*** Begin section ***
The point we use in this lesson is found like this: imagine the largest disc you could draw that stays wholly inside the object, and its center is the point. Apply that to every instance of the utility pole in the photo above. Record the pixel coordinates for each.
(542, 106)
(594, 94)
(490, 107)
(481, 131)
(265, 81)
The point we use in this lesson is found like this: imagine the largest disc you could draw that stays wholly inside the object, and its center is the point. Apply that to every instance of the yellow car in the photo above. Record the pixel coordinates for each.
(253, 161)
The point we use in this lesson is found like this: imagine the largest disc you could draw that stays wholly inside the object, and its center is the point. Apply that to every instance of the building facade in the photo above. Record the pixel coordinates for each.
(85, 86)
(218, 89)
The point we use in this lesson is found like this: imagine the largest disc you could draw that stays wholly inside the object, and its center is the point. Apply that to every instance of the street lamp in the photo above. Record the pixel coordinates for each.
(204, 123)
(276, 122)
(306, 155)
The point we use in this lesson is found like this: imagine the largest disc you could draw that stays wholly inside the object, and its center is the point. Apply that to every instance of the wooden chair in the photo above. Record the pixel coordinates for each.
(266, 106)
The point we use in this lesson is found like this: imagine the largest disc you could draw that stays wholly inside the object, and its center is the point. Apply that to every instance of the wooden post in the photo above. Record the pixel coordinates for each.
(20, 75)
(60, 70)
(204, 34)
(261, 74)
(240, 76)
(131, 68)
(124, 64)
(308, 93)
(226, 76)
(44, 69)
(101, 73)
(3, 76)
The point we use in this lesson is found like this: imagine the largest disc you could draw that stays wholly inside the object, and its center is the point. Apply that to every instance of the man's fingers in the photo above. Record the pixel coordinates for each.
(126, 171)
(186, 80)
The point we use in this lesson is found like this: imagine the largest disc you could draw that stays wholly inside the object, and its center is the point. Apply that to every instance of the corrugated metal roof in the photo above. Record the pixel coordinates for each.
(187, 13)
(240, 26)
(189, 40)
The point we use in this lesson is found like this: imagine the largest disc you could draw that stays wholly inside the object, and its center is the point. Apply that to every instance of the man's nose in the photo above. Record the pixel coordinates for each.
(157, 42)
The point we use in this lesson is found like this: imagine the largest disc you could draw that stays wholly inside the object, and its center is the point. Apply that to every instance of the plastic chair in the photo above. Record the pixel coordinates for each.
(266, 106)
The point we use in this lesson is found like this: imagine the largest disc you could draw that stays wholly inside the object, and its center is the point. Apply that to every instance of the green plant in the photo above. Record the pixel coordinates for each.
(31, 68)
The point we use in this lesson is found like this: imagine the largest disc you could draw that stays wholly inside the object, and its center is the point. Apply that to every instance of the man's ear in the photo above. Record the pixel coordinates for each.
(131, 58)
*** End section ***
● Problem details: Each line of the data above is to be set down exactly.

● Response:
The point we use in this lesson is found like this: imagine the largest disc you could draw that stays wholly inside the object, and its center is the point. Apply that to every instance of the utility pole in the photo above. Record the pixel coordinates for each.
(542, 106)
(594, 94)
(490, 107)
(481, 131)
(265, 81)
The point we use in this lesson is found like this: imagine the largest disc you could draw that stays wholly inside the object, and its center is the point. Apply that to every instance of the yellow car in the photo above. Record the pixel coordinates for each.
(253, 161)
The point we use in this lesson is found like this: imagine the largest disc you could draw that stays wholly inside the object, and its center is the point. Apply that to every instance of the building facade in the photo above. Record the pixel coordinates for each.
(85, 86)
(218, 89)
The point we use in this lesson is found like this: imagine the largest disc you could draw that stays wholly inside the object, and its center is the point. Apply that to every instance of the street lamp in the photo above. Record the pixel coordinates for each.
(204, 123)
(276, 122)
(306, 155)
The point we use in this lesson is found like this: imagine the largest disc you could draw that stays wholly inside the object, and its center is the point. Apply that to every instance of the wooden chair in the photo above. Record the pixel coordinates for each.
(266, 106)
The point we use in this lesson is found like this: imagine the largest disc you could draw that stays wholly inside the object, and its center is the point. Apply that to every instance of the wooden post in the photo above. Record the pixel coordinates for each.
(20, 75)
(60, 70)
(204, 34)
(261, 74)
(240, 76)
(131, 68)
(124, 64)
(308, 93)
(226, 76)
(44, 69)
(101, 73)
(3, 76)
The point we use in this lesson is found like this: imagine the largest disc you could draw that stays wholly inside the object, and its center is the point. Apply that to every instance of the man's fingers in the photo above. Record the pixel coordinates for each.
(126, 171)
(186, 80)
The point we use in this lesson is found like this: imagine the largest disc you could draw that stays wholly inside the object, and its center is the point. Apply that to every instance of the corrugated metal roof in the photo above. Record the pixel coordinates for each.
(187, 13)
(240, 26)
(189, 40)
The point we use in this lesson is found like this: imagine the largest disc you could draw that stays wholly inside the object, and its center is the point. Apply that to every instance of the man's nose in the photo above. Record the pixel coordinates for each.
(157, 42)
The point we use in this lesson is found like this: imagine the largest disc you could draw that stays wholly inside the object, and its center is the point. Apply that to every instance of the plastic chair in the photo above. Record the pixel coordinates for each.
(266, 106)
The point we use in this lesson is found like this: imagine the largest disc you could draw that stays wholly inside the object, and its center is the point. Apply that to every instance of the green plant in the photo above. Record the pixel coordinates for each.
(31, 68)
The point we use in this lesson is found like this: imagine the largest disc you could draw that stays wholly inside the object, and its center is the point. Apply that to every instance of the man's ear in the photo above. Record the pixel coordinates for each.
(131, 58)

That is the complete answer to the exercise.